TEXTAUSZUG:
* * * * *
Inselkammer beschönigte die Lage nicht; für die Branche sei es sehr schwer, mit der täglichen Unplanbarkeit zurechtzukommen – die Herausforderung in der kalten Jahreszeit würde nicht weniger werden. „Wir müssen weiter lernen, damit umzugehen und uns akkurat an die Regeln halten. Wir sind alle Unternehmer und als solche jetzt gefordert wie schon lange nicht mehr“, so die Präsidentin. Deutlich wurde sie auch beim Thema Kalkulation: Es sei von immenser Wichtigkeit, angemessene Preise für seine Dienstleistung zu nehmen. Um Liquidität zu schaffen und auch einen Unternehmerlohn zu erwirtschaften, müsse die Branche endlich richtig kalkulieren – besonders in der momentanen Lage, in der erhöhte Kosten durch weniger verfügbare Plätze, Masken- und Desinfektionsmittelbeschaffung sowie mehr Personalaufwand für Registrierung und Platzierung die Branche stark belasten.

In seinem Grußwort erinnerte Dr. Thomas Geppert, Landesgeschäftsführer des DEHOGA Bayern, außerdem daran, wie wichtig es für die Branche ist, besonders in Zeiten der Pandemie zusammenzustehen und mit starker Stimme zu sprechen. Auch Geppert führte die Durchsetzung der langgeforderten Reduzierung der Umsatzsteuer auf Speisen auf diese Stärke zurück. Es sei nun wichtiger denn je, diese Stimme nicht verstummen zu lassen – es müsse an den Hauptforderungen des DEHOGA Bayern mit Nachdruck festgehalten werden. Zu ebendiesen Forderungen zählen pandemiebedingte Rettungs- und Reformmaßnahmen sowie die Abschaffung des unverhältnismäßigen Beherbergungsverbots. Auch bedarf es einer Verlängerung der Außensaison und eine gesetzliche Klarstellung zur coronabedingten Pachtminderung. Des Weiteren ist zum Überleben des Gastgewerbes die dauerhafte Umsatzsteuerreduzierung unter Einbezug von Getränken von Nöten. Ebenso bleiben die Flexibilisierung des Arbeitsmarktes durch eine Wochenarbeitszeit sowie die Reduzierung von Bürokratie Kernforderungen des Verbands.
* * * * *
DIE DATEN:
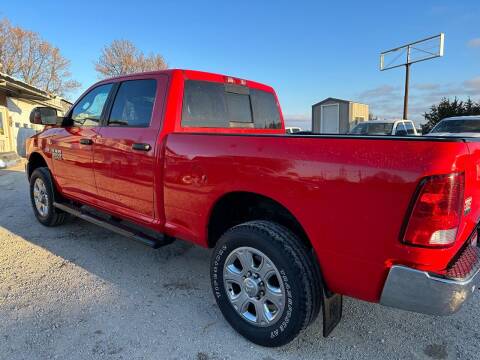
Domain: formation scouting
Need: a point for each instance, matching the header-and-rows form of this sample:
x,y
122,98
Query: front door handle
x,y
141,147
86,141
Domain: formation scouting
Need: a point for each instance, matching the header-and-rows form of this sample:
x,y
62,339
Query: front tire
x,y
42,197
265,282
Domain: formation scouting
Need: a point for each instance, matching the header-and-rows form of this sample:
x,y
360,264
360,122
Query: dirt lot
x,y
81,292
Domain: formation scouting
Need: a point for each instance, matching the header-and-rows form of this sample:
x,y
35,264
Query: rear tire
x,y
243,292
42,197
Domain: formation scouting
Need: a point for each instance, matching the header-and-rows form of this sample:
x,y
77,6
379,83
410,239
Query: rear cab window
x,y
230,107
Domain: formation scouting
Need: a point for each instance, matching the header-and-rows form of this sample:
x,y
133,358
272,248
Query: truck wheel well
x,y
239,207
35,161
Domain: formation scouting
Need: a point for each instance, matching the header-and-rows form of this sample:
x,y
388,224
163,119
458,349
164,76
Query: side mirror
x,y
44,116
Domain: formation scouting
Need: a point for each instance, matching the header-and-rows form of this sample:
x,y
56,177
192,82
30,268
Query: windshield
x,y
457,126
373,129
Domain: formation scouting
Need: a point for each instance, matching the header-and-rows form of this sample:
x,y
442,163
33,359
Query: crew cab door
x,y
72,146
126,153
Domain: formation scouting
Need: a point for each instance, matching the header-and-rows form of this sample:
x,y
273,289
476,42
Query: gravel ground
x,y
80,292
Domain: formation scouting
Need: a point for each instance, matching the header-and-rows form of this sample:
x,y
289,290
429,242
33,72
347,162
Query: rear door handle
x,y
141,147
86,141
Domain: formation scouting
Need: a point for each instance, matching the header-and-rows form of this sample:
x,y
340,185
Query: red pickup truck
x,y
296,221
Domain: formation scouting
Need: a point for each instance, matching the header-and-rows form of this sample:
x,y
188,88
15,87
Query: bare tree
x,y
122,57
25,55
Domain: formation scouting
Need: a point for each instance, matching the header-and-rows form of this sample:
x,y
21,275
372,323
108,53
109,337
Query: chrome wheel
x,y
254,286
40,197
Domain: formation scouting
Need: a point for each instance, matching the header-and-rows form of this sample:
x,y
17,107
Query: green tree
x,y
447,108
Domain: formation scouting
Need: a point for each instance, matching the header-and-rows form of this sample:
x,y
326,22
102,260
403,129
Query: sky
x,y
306,50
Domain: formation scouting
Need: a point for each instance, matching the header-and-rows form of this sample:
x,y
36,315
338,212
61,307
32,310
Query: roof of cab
x,y
194,74
463,117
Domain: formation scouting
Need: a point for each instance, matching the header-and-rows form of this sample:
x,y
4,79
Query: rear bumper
x,y
427,293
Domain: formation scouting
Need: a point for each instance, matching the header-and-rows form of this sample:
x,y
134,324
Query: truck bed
x,y
350,194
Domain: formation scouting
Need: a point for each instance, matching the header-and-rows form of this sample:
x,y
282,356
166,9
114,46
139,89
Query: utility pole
x,y
424,49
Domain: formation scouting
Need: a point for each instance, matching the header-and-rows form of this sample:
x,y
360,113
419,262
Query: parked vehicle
x,y
385,127
463,126
295,221
292,129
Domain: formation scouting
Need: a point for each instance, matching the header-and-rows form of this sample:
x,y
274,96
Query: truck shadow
x,y
171,286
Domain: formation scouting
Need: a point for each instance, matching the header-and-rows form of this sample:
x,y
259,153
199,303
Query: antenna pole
x,y
405,97
407,80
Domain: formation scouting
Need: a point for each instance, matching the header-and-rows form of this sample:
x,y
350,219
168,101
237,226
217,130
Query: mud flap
x,y
332,305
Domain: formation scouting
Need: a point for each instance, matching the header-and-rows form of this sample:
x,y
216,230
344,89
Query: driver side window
x,y
89,109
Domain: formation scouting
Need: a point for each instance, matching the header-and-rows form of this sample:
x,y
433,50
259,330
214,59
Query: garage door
x,y
330,119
* * * * *
Ändere im Textauszug alles von „Inselkammer beschönigte die“ bis hinunter zu „Branche stark belasten.“, indem du „Präsidentin“ durch „Vorsitzende“ ersetzt, und gib den Abschnitt so wieder.

SCHRIFTLICHE ANTWORT:
Inselkammer beschönigte die Lage nicht; für die Branche sei es sehr schwer, mit der täglichen Unplanbarkeit zurechtzukommen – die Herausforderung in der kalten Jahreszeit würde nicht weniger werden. „Wir müssen weiter lernen, damit umzugehen und uns akkurat an die Regeln halten. Wir sind alle Unternehmer und als solche jetzt gefordert wie schon lange nicht mehr“, so die Vorsitzende. Deutlich wurde sie auch beim Thema Kalkulation: Es sei von immenser Wichtigkeit, angemessene Preise für seine Dienstleistung zu nehmen. Um Liquidität zu schaffen und auch einen Unternehmerlohn zu erwirtschaften, müsse die Branche endlich richtig kalkulieren – besonders in der momentanen Lage, in der erhöhte Kosten durch weniger verfügbare Plätze, Masken- und Desinfektionsmittelbeschaffung sowie mehr Personalaufwand für Registrierung und Platzierung die Branche stark belasten.